# Activity
Each line below from the one containing "Wildlife-tally tagging: find every instance of the apartment" through the one containing "Wildlife-tally tagging: find every instance of the green tree" is to be given again exactly, and no line outside that span.

*** Opening of Material provided ***

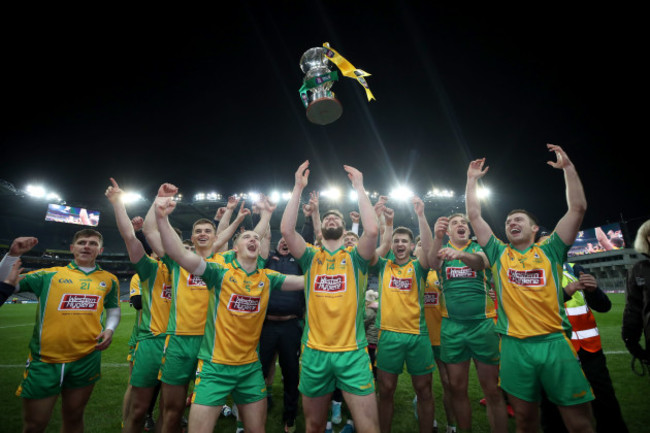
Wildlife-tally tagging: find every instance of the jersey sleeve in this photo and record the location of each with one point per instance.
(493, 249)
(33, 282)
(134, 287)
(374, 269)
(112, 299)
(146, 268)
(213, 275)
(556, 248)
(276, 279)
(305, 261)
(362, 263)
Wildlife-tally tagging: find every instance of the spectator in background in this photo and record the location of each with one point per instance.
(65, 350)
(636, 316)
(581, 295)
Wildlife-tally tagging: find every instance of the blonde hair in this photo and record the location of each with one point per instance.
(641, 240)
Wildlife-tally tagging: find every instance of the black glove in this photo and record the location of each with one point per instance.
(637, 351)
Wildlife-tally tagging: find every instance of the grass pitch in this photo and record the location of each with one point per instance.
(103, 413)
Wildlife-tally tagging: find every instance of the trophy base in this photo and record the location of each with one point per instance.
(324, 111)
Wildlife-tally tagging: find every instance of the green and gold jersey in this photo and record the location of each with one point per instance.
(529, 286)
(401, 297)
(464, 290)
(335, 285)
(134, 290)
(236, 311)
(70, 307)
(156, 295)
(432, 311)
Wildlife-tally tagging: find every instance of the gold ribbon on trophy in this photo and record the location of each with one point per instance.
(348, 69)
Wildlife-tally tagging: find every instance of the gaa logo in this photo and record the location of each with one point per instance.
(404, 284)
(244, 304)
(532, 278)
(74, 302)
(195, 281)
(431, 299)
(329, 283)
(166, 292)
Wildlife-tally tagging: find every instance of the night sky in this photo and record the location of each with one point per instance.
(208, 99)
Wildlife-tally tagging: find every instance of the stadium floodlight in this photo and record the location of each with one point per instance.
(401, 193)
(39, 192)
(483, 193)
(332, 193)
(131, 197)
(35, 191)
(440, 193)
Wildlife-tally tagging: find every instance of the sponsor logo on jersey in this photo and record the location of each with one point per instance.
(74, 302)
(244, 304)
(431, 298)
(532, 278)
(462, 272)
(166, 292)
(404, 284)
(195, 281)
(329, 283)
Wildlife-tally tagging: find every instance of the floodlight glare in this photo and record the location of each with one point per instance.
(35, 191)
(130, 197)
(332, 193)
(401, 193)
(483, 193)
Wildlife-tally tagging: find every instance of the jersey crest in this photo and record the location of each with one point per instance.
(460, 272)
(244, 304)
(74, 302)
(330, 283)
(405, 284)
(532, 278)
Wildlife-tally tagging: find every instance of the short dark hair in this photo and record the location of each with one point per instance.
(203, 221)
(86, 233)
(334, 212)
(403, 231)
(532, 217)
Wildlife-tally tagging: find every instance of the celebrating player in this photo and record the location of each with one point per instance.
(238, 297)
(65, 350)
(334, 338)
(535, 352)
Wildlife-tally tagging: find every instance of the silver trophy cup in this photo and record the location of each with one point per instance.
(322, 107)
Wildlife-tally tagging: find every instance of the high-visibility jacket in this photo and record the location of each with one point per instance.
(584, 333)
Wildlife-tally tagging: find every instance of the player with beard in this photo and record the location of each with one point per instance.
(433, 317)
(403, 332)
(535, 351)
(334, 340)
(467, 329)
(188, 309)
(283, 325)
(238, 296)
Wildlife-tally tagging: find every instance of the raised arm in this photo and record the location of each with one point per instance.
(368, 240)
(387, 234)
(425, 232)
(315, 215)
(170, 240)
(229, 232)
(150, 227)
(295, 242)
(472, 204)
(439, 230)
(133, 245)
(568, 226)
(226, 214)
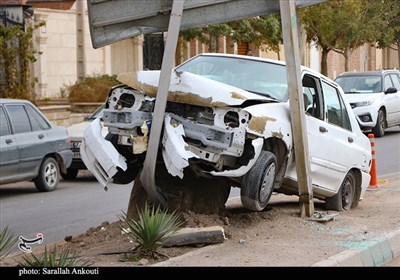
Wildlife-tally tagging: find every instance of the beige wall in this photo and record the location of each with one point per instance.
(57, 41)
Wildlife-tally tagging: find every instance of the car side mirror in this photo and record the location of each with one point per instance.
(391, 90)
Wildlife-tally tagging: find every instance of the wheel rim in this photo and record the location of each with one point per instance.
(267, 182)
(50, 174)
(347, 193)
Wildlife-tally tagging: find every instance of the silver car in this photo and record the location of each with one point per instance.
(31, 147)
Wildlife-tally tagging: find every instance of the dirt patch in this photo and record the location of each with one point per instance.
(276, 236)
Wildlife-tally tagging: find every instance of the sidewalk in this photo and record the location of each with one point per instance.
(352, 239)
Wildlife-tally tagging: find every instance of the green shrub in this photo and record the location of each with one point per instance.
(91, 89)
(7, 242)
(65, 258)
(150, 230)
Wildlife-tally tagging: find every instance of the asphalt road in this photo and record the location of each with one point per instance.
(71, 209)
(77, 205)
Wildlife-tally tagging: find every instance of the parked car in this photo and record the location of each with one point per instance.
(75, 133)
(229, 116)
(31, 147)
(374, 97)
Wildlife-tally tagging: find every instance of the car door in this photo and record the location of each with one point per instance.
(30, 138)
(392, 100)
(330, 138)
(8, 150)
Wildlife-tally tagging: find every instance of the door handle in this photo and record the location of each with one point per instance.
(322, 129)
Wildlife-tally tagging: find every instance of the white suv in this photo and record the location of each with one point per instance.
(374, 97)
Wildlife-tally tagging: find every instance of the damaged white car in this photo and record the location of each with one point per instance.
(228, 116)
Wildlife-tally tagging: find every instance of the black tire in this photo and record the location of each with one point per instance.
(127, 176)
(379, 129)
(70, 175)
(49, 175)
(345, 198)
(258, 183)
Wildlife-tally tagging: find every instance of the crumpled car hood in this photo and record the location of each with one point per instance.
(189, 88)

*** Close of Material provided ***
*** Opening of Material provided ***

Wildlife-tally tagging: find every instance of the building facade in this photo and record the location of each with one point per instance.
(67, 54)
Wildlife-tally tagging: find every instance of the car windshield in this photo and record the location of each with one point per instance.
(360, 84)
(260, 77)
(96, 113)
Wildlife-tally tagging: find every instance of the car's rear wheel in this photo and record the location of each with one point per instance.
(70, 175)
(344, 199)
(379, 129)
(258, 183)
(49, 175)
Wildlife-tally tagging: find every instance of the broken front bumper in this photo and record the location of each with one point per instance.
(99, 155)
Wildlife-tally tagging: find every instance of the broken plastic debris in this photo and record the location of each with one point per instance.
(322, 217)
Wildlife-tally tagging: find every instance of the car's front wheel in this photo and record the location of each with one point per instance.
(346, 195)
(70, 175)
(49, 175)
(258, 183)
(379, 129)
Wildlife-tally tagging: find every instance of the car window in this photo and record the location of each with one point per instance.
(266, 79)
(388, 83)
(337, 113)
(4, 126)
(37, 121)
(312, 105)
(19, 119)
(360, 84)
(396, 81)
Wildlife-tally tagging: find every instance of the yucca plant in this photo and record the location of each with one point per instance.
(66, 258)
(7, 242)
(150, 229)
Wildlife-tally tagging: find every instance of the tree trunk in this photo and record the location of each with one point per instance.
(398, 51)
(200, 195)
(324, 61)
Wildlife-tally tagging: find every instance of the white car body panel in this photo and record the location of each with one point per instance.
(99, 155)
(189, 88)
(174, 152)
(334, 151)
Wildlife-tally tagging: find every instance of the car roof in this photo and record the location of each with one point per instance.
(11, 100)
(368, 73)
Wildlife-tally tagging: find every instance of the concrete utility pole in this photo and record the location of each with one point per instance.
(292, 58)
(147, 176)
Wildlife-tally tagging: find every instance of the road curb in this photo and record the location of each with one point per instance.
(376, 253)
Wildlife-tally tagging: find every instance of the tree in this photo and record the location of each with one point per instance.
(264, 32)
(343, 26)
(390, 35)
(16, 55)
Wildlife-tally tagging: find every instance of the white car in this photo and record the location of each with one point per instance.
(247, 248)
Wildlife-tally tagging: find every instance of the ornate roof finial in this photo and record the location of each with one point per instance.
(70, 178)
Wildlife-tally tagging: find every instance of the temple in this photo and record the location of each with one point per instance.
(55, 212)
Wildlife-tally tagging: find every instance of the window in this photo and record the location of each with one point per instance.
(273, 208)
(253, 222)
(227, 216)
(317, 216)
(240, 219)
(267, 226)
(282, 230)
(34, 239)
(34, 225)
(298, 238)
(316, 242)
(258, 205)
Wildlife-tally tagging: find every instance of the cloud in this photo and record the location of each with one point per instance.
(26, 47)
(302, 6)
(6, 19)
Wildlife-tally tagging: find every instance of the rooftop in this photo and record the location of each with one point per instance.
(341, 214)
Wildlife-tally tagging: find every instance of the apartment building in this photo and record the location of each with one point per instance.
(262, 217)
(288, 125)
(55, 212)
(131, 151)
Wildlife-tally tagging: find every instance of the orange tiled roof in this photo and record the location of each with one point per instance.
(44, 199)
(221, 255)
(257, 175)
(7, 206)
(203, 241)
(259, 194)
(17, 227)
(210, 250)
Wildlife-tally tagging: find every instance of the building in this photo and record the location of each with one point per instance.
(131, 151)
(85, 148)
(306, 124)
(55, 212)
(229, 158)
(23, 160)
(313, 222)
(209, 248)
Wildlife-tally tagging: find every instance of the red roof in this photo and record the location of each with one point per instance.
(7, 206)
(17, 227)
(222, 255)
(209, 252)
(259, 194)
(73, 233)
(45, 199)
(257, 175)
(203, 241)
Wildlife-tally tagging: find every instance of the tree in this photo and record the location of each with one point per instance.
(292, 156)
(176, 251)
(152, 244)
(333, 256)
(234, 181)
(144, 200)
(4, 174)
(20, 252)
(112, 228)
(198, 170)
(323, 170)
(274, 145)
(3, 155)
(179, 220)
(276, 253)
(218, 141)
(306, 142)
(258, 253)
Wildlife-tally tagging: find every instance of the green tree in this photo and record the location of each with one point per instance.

*** Close of Material provided ***

# Answer section
Wildlife-tally tagging: find every instance of the apartment building in this photo and record the location of each with one point per instance.
(262, 217)
(288, 125)
(55, 212)
(131, 151)
Wildlife-tally tagging: find every instance of the orange tiled roof in this photo and record the location of each with one point per instance.
(44, 199)
(221, 255)
(257, 175)
(7, 206)
(203, 241)
(259, 194)
(17, 227)
(210, 250)
Wildlife-tally tagging: find every instance of the building in this photo and record the location of each with one point per instance.
(131, 151)
(85, 148)
(306, 124)
(55, 212)
(229, 158)
(23, 160)
(313, 222)
(209, 248)
Wildlife-tally tagging: find every instance of the red roof in this photo and record the location of each with one point per instance.
(7, 206)
(17, 227)
(222, 255)
(209, 252)
(259, 194)
(73, 233)
(45, 199)
(257, 175)
(203, 241)
Wildlife-tally tagging: find every instance of the tree in this photo and record the location of each with one point per instance.
(292, 156)
(176, 251)
(152, 244)
(333, 256)
(234, 181)
(144, 200)
(4, 174)
(20, 252)
(112, 228)
(198, 170)
(323, 170)
(274, 145)
(3, 155)
(179, 220)
(276, 253)
(218, 141)
(306, 142)
(258, 253)
Wildlife-tally tagging: find every instance of the green tree in this photo and record the location of each with one point per instance.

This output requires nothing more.